__WHAT TO DO__
Transcribe the tail of the listing: start at the line containing "Can you find the speckled" and stop after the last line, keeping every character as is and adding nothing.

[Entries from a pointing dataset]

[Start]

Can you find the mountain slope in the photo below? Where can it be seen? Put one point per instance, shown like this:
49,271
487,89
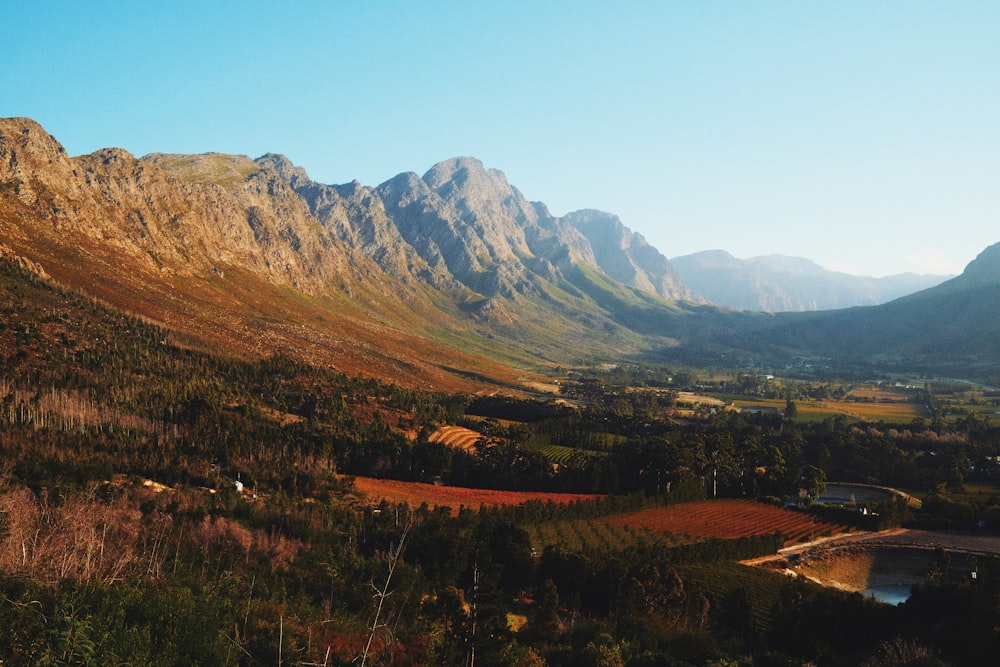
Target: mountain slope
776,283
952,328
451,280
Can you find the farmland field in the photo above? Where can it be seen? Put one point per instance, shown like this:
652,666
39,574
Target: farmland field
416,493
458,437
818,410
728,519
595,535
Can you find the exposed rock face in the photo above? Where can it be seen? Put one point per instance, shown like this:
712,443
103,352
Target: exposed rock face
627,257
425,251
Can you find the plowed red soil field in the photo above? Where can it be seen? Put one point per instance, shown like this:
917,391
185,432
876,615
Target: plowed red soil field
416,493
729,519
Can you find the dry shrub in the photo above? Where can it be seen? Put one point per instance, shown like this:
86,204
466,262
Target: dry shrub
81,539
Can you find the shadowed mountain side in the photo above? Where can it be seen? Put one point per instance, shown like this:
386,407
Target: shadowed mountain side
776,283
953,327
450,280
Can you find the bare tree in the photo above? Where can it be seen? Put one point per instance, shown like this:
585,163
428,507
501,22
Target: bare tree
381,594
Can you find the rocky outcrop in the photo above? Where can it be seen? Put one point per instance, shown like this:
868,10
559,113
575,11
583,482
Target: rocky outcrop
627,257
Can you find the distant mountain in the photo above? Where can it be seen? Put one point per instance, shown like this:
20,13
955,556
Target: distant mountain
452,280
952,328
436,279
778,283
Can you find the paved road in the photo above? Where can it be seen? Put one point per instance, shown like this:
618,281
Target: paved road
899,537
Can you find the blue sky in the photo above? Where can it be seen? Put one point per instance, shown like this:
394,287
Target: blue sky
862,135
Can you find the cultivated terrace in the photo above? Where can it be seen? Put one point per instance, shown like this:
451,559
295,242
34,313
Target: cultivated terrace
163,505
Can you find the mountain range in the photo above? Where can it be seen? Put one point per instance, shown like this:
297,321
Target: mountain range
448,280
778,283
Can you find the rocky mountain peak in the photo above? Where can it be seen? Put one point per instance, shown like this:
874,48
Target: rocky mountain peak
983,270
627,257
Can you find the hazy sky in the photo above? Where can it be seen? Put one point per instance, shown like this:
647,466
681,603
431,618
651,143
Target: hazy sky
862,135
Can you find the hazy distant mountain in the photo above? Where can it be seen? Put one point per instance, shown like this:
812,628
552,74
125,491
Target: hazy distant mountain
778,283
448,280
421,279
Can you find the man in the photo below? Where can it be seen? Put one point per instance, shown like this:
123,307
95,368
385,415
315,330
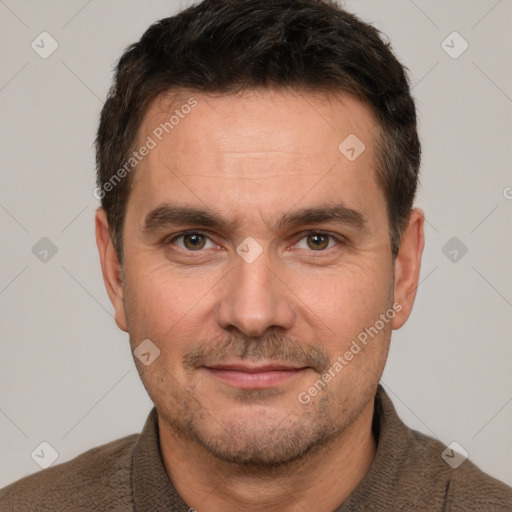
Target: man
257,166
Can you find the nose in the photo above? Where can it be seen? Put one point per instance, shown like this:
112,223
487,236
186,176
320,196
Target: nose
255,298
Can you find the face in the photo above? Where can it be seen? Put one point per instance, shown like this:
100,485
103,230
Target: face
256,259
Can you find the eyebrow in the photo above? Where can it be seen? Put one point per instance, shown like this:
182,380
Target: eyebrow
167,215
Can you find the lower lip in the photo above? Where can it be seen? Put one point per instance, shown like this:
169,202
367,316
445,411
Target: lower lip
260,380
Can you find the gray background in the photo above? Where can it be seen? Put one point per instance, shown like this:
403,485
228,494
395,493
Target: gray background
66,372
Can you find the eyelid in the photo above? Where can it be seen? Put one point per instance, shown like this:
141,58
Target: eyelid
337,237
172,238
340,239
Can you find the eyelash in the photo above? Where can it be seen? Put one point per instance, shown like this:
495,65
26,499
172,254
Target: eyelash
339,239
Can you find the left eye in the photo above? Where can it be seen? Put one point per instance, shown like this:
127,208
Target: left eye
316,242
193,241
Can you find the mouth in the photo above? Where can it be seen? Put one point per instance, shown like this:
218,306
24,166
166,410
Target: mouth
247,376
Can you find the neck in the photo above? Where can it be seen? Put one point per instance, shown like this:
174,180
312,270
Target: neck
322,481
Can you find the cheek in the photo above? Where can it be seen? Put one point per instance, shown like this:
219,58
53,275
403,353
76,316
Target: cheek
346,301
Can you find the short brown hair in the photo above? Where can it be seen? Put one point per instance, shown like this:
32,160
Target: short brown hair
225,46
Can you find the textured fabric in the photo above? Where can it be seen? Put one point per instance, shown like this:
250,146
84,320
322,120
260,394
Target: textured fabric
407,474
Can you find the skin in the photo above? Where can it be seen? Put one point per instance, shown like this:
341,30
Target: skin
251,158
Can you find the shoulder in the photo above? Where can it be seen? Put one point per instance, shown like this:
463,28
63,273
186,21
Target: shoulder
98,479
463,486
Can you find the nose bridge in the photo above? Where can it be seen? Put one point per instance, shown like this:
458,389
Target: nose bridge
255,299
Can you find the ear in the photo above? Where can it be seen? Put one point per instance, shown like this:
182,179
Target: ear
111,268
407,267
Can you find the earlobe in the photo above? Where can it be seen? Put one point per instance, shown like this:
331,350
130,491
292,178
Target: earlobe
110,267
407,266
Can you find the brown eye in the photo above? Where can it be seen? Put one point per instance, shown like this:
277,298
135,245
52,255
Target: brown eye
318,241
194,241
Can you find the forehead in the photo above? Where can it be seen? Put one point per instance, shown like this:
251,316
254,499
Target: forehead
270,149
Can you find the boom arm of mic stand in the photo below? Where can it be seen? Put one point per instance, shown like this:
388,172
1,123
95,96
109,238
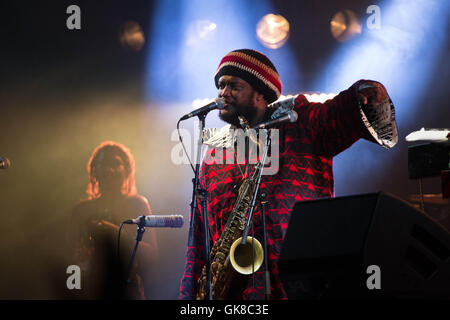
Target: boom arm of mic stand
139,233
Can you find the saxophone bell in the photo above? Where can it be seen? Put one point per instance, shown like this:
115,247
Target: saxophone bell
241,257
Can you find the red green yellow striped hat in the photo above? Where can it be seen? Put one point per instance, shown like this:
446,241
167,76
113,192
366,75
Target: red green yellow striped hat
253,67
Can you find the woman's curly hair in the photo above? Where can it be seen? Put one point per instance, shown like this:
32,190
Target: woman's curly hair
111,149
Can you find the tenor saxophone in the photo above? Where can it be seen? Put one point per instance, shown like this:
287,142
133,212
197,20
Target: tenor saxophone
228,255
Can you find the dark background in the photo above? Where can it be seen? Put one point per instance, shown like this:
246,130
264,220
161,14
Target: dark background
62,92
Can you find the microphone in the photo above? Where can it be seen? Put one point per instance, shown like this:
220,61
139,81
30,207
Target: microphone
4,163
218,103
159,221
290,116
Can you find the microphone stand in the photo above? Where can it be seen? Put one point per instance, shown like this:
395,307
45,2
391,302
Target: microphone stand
139,233
203,198
263,201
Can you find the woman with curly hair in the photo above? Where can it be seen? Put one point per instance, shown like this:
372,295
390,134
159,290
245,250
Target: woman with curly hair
112,199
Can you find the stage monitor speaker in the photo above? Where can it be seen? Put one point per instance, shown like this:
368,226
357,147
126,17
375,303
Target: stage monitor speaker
366,246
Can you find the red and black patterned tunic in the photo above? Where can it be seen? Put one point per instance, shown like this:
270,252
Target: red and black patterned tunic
306,150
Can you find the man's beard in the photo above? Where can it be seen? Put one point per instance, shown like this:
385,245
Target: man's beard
234,110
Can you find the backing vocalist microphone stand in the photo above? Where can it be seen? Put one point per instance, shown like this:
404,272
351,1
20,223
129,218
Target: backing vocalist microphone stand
139,233
203,198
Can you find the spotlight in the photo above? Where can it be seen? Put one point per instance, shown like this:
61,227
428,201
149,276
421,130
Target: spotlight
344,25
131,36
272,31
200,30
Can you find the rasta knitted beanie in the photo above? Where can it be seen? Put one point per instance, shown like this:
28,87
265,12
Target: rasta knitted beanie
253,67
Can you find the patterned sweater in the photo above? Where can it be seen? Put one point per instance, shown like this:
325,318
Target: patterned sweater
306,151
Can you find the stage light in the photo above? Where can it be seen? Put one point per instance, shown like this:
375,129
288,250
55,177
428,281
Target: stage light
344,25
131,36
200,30
272,31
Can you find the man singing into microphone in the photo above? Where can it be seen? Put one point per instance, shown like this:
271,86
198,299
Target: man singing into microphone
248,82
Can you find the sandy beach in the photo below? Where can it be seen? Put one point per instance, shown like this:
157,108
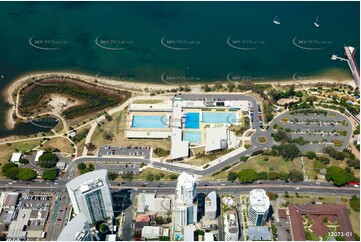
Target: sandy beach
134,86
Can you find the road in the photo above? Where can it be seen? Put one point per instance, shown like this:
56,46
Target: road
206,187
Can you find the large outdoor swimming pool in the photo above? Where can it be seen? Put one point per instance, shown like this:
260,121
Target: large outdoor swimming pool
219,117
146,121
192,121
192,136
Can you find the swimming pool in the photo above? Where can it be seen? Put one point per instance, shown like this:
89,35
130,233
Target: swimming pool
147,121
219,117
192,136
192,121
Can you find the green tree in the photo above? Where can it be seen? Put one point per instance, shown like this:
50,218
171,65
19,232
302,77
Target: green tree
338,175
311,155
47,160
295,176
243,158
8,166
112,176
50,174
26,174
232,176
81,166
247,176
23,161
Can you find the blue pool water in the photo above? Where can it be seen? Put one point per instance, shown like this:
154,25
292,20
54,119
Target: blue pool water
192,136
142,121
192,121
219,117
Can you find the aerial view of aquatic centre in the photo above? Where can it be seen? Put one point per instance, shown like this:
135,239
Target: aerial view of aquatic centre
180,121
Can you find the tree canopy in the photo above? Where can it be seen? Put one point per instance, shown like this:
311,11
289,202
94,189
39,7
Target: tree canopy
50,174
338,175
247,176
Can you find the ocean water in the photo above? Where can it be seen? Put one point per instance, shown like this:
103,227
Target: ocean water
176,42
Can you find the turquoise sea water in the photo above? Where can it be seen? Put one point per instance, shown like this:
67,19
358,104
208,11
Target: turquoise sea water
174,42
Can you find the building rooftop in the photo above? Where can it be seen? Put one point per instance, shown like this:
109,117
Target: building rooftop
76,229
189,233
216,138
11,199
179,148
259,233
15,157
211,201
88,181
259,200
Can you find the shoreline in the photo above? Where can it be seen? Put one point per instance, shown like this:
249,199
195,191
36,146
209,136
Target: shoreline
136,87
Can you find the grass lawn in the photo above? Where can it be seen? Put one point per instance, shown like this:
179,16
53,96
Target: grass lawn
7,150
116,127
143,175
147,101
62,144
341,200
257,163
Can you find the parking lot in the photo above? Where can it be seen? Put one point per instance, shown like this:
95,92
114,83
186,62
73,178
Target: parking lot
127,151
317,129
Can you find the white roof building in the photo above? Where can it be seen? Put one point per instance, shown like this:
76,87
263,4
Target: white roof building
186,189
150,232
258,207
16,228
38,154
110,237
189,233
210,205
15,157
61,165
208,236
179,148
76,230
90,195
216,138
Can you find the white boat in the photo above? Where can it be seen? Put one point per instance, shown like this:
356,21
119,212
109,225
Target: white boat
316,23
276,20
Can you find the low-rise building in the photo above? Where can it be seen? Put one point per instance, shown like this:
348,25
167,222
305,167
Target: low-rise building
76,230
151,232
149,202
15,158
189,233
259,233
258,207
210,205
231,227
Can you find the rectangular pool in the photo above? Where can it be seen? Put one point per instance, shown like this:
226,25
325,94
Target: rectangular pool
192,121
192,136
219,117
148,121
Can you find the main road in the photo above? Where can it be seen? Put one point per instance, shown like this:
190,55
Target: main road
168,187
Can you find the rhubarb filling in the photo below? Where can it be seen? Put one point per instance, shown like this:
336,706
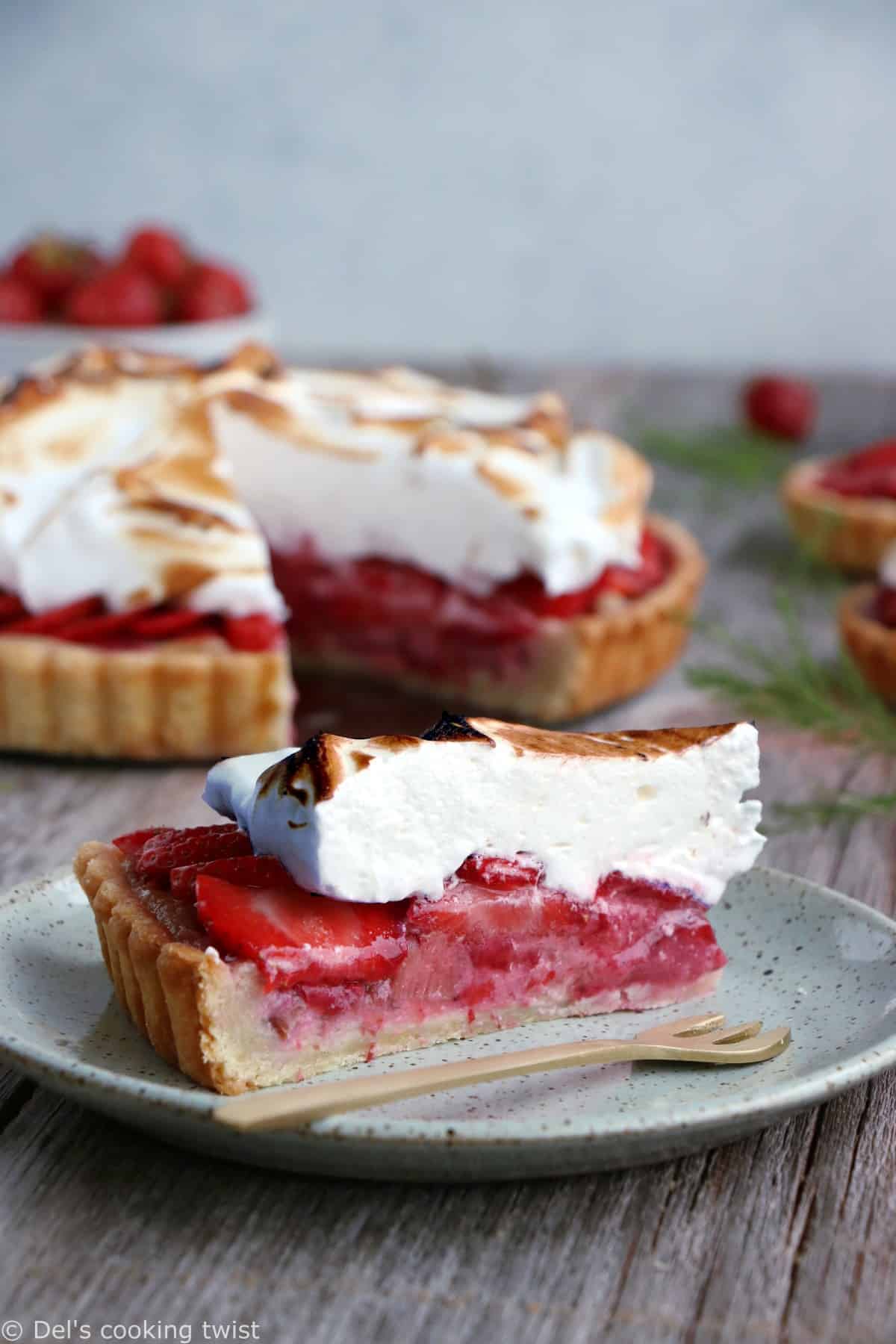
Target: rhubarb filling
402,618
89,621
496,941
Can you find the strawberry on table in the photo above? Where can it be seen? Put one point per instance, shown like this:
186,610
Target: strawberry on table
210,292
121,296
52,267
19,302
160,253
783,408
294,937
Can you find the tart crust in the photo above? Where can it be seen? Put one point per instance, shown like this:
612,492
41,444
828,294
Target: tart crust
847,531
871,644
200,1012
187,700
578,665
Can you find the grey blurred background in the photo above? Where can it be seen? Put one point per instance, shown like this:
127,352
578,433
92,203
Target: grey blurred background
682,181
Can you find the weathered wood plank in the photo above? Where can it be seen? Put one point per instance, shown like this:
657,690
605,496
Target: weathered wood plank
788,1236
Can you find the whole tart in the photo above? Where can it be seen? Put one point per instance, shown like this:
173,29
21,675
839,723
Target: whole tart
847,531
376,895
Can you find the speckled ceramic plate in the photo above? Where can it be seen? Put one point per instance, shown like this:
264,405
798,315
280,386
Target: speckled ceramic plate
798,954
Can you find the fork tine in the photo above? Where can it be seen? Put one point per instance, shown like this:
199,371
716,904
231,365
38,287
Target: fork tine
671,1031
763,1046
743,1031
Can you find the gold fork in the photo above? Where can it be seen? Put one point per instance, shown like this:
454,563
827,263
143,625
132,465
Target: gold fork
694,1041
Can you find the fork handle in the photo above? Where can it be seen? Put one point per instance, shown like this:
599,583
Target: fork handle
301,1105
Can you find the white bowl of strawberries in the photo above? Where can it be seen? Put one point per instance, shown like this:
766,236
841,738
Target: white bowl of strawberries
155,293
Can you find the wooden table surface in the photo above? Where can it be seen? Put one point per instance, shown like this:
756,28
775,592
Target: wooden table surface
788,1236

[End]

__RESPONSE FOR THIS EXERCISE__
Can you find the speckled ceramic plate in the photo above? Where can it be seen? Put one point per instance, shown like this:
264,405
798,315
280,386
Target: speckled ceramic plate
798,954
Can you find the fork tine in the photo above? Where can it be seen? Put one point per instance, shown like this:
199,371
716,904
231,365
38,287
Target: fork tine
671,1031
763,1046
743,1031
Can you find the gold fork in the photo above? Where can it be seen? Put one point per instance, shown like this:
454,563
827,263
143,625
132,465
Target: gold fork
694,1041
Can you find the fork handle in the photo above? Where can it be seen? Put one point per instance, shown like this:
599,583
Target: fork handle
301,1105
Can you find the white bowl of strawberries in the photo above? Where can it be seen? Put one point per instance, shown like this:
766,236
841,738
Target: white bowl of strawberries
155,293
Can you find the wooden table surface in the photo above? Where can it be seen? Put one point per instance, shown like this:
756,28
775,592
Target: wooden table surface
788,1236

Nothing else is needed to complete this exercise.